Extracted records ::
▼

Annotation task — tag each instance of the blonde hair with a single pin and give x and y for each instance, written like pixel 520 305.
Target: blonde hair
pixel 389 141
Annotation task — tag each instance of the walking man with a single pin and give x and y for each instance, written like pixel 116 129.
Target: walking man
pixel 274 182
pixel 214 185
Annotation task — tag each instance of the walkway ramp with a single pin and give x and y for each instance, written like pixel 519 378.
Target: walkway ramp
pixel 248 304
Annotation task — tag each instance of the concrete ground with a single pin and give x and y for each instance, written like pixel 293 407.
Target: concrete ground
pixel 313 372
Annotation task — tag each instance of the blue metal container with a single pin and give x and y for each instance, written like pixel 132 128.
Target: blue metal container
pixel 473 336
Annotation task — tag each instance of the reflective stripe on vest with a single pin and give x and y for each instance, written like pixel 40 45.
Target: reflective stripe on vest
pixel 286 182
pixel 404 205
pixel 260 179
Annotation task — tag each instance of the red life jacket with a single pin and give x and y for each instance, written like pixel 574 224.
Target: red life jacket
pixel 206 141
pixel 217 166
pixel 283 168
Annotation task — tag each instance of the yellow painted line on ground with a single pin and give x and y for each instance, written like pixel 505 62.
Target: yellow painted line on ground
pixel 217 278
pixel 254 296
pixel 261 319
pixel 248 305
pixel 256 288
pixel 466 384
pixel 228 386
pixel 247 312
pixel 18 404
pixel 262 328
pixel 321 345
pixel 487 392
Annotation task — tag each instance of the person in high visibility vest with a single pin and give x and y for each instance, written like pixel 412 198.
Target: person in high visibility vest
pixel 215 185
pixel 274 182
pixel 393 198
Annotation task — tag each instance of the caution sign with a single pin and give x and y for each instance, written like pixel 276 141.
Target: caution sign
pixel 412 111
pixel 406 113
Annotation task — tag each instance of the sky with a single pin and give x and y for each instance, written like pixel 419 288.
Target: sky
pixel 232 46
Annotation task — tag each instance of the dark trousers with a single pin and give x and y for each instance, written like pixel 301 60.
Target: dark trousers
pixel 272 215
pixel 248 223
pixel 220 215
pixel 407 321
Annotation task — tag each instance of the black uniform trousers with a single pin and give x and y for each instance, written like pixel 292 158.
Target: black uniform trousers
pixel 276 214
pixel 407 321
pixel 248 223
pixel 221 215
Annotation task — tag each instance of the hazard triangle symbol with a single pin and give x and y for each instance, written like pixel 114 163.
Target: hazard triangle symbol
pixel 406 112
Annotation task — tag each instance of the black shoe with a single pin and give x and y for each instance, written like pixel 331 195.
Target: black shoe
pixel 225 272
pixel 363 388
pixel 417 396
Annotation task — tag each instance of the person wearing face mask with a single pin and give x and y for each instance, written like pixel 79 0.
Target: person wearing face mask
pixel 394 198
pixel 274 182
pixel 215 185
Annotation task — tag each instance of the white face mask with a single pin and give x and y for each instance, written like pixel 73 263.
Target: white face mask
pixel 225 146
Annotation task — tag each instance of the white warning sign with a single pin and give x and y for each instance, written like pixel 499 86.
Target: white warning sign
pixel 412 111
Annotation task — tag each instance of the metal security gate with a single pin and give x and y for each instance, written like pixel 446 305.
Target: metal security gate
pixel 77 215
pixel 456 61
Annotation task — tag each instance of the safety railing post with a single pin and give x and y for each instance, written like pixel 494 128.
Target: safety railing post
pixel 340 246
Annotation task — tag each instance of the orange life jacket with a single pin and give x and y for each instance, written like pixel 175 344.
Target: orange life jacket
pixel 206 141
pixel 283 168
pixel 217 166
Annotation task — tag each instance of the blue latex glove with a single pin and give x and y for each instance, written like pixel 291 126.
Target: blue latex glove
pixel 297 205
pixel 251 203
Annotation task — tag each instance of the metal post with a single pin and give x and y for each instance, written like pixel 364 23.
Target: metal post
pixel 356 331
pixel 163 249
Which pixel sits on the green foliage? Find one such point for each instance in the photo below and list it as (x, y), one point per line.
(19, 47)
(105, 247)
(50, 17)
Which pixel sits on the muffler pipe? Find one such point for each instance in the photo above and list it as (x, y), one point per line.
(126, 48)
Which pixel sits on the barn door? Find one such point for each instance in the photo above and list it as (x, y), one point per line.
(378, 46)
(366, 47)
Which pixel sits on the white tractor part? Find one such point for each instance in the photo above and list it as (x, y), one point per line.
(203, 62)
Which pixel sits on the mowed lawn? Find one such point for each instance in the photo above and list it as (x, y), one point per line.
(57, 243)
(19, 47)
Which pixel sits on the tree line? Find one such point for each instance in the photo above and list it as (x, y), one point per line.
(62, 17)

▲

Exercise objective ::
Turn all the lines above into a JSON list of strings, one string per line, leaving out any blank lines.

Finished task ::
[
  "Annotation task — tag each instance of the blonde hair with a single pin and give x and y for each instance, written like pixel 520 305.",
  "Target: blonde hair",
  "pixel 389 141",
  "Annotation task — tag each instance of the walking man with a single pin and give x and y for each instance, written like pixel 116 129.",
  "Target: walking man",
  "pixel 274 182",
  "pixel 214 185",
  "Annotation task — tag each instance of the walkway ramp with a single pin and give x and y for each instance, written like pixel 519 378.",
  "Target: walkway ramp",
  "pixel 248 304",
  "Annotation task — tag each instance of the concrete ground with a single pin and give x and y for each instance, written like pixel 293 407.",
  "Target: concrete ground",
  "pixel 313 372",
  "Annotation task — tag each instance of the blue metal container with a single pin and give x and y for each instance, written like pixel 132 128.",
  "Target: blue metal container",
  "pixel 473 336",
  "Annotation task — tag each instance of the reflective stripe on vest with a single pin and give x and y for each instance, written like pixel 40 45.",
  "Target: reflective stripe on vest",
  "pixel 286 182",
  "pixel 404 205",
  "pixel 260 179",
  "Annotation task — tag each instance of the red life jacket with a single pin and give x and y for each instance, written like pixel 574 224.",
  "Target: red life jacket",
  "pixel 206 141",
  "pixel 217 166",
  "pixel 283 168",
  "Annotation task — tag each instance of the yellow painted line on ground with a single pin and give x and y for each instance, written like pixel 505 62.",
  "Target: yellow painted line on ground",
  "pixel 217 278",
  "pixel 254 296",
  "pixel 261 319",
  "pixel 248 305",
  "pixel 256 288",
  "pixel 466 384",
  "pixel 228 386",
  "pixel 247 312",
  "pixel 18 404",
  "pixel 262 328",
  "pixel 321 345",
  "pixel 487 392",
  "Annotation task — tag each instance of the person in high visibility vest with a single pin and give x and y for each instance, written like pixel 412 198.",
  "Target: person in high visibility vest",
  "pixel 215 185",
  "pixel 274 182",
  "pixel 393 198",
  "Annotation task — tag each instance of the caution sign with a single pin and give x and y for each instance, written like pixel 276 141.",
  "Target: caution sign",
  "pixel 412 111",
  "pixel 406 113",
  "Annotation task — tag each instance of the sky with a single pin and give x and y for each instance, written like pixel 419 288.",
  "Target: sky",
  "pixel 232 46",
  "Annotation task — tag each instance of the dark trousers with a single pin and give x and y for each instance, written like pixel 301 60.",
  "Target: dark trousers",
  "pixel 272 215",
  "pixel 248 223",
  "pixel 220 215",
  "pixel 407 321",
  "Annotation task — tag each instance of the black uniform trousers with a single pin and give x and y for each instance, written like pixel 292 158.",
  "Target: black uniform trousers",
  "pixel 276 214",
  "pixel 407 321",
  "pixel 248 223",
  "pixel 221 215",
  "Annotation task — tag each instance of the hazard triangle symbol with a single pin and give x and y for each instance, written like pixel 114 163.",
  "Target: hazard triangle symbol",
  "pixel 406 112",
  "Annotation task — tag each instance of the black shoe with a single pin and give x and y for each instance, written like pixel 331 195.",
  "Target: black shoe",
  "pixel 225 272",
  "pixel 363 388",
  "pixel 417 396",
  "Annotation task — tag each instance of the person wearing face mask with a single pin and give x and y for each instance, written like pixel 79 0.",
  "Target: person wearing face mask",
  "pixel 394 198",
  "pixel 274 182",
  "pixel 215 185",
  "Annotation task — tag each instance of the white face mask with a single pin and give x and y for each instance, written like pixel 73 263.",
  "Target: white face mask",
  "pixel 225 146",
  "Annotation task — tag each instance of the white warning sign with a single pin and give x and y for each instance, written like pixel 499 86.",
  "Target: white warning sign",
  "pixel 412 111",
  "Annotation task — tag each instance of the metal security gate with a single pin and give x and y for each instance, written like pixel 446 305.",
  "Target: metal security gate",
  "pixel 77 215",
  "pixel 456 61",
  "Annotation task — tag each instance of the safety railing post with a single pin and give x and y for each instance, written like pixel 494 128.",
  "Target: safety railing post",
  "pixel 340 246",
  "Annotation task — tag each instance of the orange life jacket with a single pin and give x and y for each instance, written like pixel 175 344.",
  "Target: orange life jacket",
  "pixel 206 141",
  "pixel 283 168",
  "pixel 217 166",
  "Annotation task — tag each instance of the blue latex glove with a single pin and give x and y for each instance, written like pixel 291 126.",
  "Target: blue latex glove",
  "pixel 297 205",
  "pixel 251 203",
  "Annotation task — tag each instance of the metal post with a single pin and give x and y for each instance, written like pixel 364 23.",
  "Target: metal post",
  "pixel 356 331",
  "pixel 163 249",
  "Which pixel sits on the green foliage? Find one such point for each instance in the photo below and list it as (x, y), one point per line.",
  "(19, 47)",
  "(105, 247)",
  "(50, 17)",
  "Which pixel sits on the muffler pipe? Find one such point for each instance in the photo above and list it as (x, y), one point per line.",
  "(126, 48)",
  "Which pixel sits on the barn door? Find one such point for each instance in the photo above and list it as (x, y), one point per line.",
  "(378, 46)",
  "(366, 47)",
  "Which pixel sits on the white tractor part? Find one such point for each instance in the photo above and list it as (x, y), one point per line.",
  "(203, 62)",
  "Which pixel sits on the mowed lawn? Find one such point for each instance in the photo above and list it as (x, y), one point per line.",
  "(57, 243)",
  "(19, 47)",
  "Which pixel sits on the tree line? Find one such point for each instance in the photo above and list it as (x, y), one point per line.",
  "(62, 17)"
]